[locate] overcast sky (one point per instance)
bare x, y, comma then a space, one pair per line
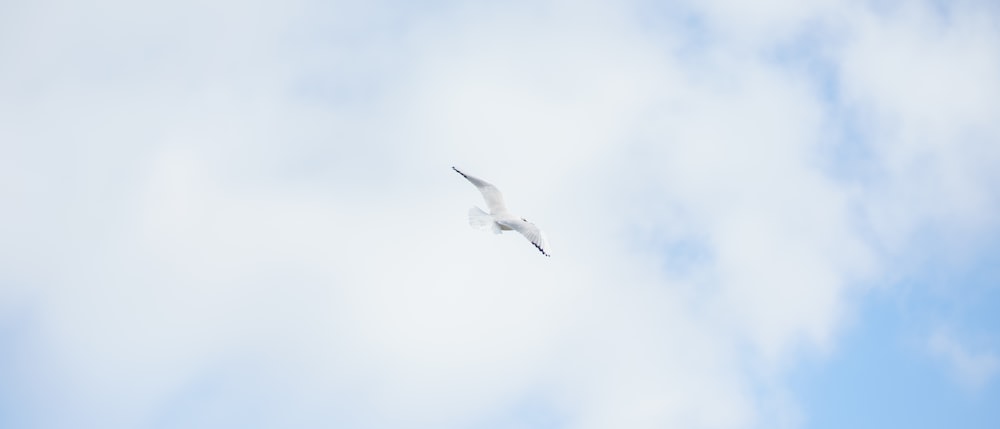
242, 214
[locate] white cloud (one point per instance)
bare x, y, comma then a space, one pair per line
972, 369
269, 192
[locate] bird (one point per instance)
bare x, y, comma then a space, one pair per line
499, 219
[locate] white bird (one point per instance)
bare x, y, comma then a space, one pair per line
499, 219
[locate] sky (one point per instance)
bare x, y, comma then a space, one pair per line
242, 214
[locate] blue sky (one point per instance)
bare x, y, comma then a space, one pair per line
769, 215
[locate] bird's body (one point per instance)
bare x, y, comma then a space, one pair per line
500, 219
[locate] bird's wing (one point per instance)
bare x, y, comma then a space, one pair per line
529, 231
492, 195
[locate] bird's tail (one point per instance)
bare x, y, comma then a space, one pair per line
479, 219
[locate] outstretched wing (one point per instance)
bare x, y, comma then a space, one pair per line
529, 231
492, 195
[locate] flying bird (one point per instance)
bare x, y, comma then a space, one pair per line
499, 219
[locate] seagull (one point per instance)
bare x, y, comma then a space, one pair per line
499, 219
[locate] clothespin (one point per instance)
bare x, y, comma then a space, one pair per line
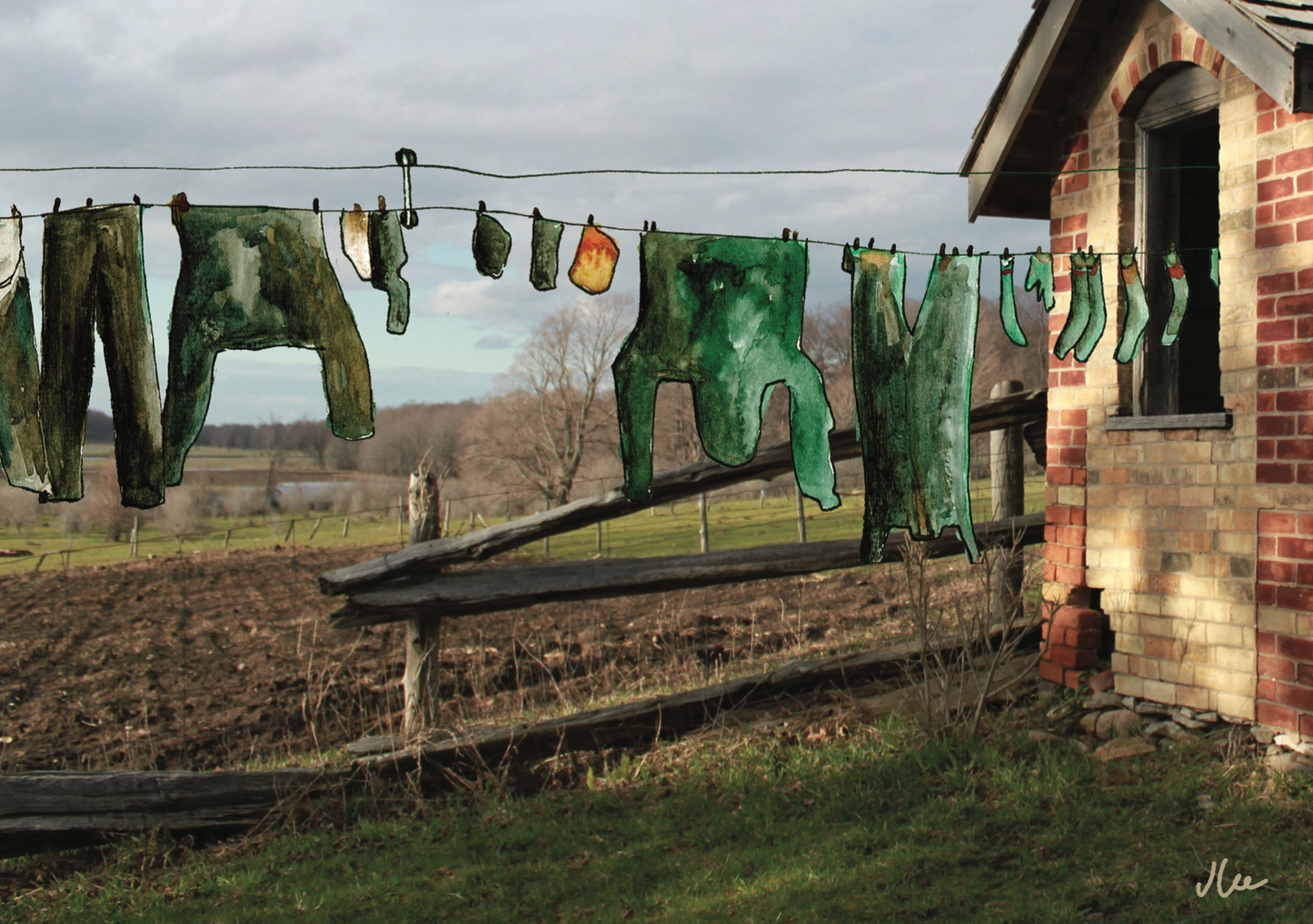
406, 159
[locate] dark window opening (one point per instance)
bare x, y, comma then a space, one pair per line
1179, 207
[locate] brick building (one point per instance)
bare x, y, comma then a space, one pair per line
1179, 508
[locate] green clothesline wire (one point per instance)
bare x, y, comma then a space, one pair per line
620, 227
602, 171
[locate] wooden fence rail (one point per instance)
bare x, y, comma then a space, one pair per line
61, 809
687, 481
499, 590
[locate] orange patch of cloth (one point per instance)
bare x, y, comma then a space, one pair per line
595, 260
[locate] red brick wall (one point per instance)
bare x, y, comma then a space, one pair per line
1283, 214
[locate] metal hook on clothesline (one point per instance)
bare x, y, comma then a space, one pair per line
406, 159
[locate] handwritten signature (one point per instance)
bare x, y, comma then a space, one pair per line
1219, 873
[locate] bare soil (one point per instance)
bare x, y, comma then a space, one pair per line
212, 661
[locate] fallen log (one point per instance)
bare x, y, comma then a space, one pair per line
687, 481
640, 723
53, 810
499, 590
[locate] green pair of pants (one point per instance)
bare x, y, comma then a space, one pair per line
912, 392
725, 315
92, 276
23, 449
253, 278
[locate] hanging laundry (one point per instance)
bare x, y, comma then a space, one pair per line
725, 315
912, 392
595, 260
1008, 302
94, 277
373, 242
1040, 278
1088, 313
492, 244
1179, 297
1138, 310
1098, 313
253, 278
23, 452
545, 245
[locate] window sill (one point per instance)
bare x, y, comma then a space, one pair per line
1218, 420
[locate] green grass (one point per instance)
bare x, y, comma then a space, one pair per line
738, 524
879, 826
733, 524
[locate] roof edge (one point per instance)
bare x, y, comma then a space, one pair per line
1014, 97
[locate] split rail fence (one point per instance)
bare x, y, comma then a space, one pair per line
413, 586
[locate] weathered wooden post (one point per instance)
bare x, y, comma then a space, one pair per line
424, 634
1008, 492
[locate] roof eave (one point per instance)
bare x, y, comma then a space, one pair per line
1021, 79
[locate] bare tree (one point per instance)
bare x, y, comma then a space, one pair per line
418, 434
554, 403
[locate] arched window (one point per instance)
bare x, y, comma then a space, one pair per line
1177, 127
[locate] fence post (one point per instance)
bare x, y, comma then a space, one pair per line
1008, 496
423, 635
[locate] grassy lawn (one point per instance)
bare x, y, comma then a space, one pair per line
733, 522
841, 822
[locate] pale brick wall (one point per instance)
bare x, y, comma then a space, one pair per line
1159, 531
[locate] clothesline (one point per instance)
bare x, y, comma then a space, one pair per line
599, 224
607, 171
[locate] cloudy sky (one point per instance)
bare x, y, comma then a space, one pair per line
507, 87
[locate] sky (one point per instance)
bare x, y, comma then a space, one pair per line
507, 87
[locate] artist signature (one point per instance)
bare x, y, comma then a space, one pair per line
1219, 873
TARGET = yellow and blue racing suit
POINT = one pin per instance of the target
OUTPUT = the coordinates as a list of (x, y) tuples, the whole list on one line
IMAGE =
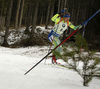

════════════════════

- **Your goal**: Take the entries above and copy out all lines with the string "brick".

- **Completed task**:
[locate] brick building (one point per instance)
[locate] red brick wall (one point per instance)
[locate] pale brick wall (one point per instance)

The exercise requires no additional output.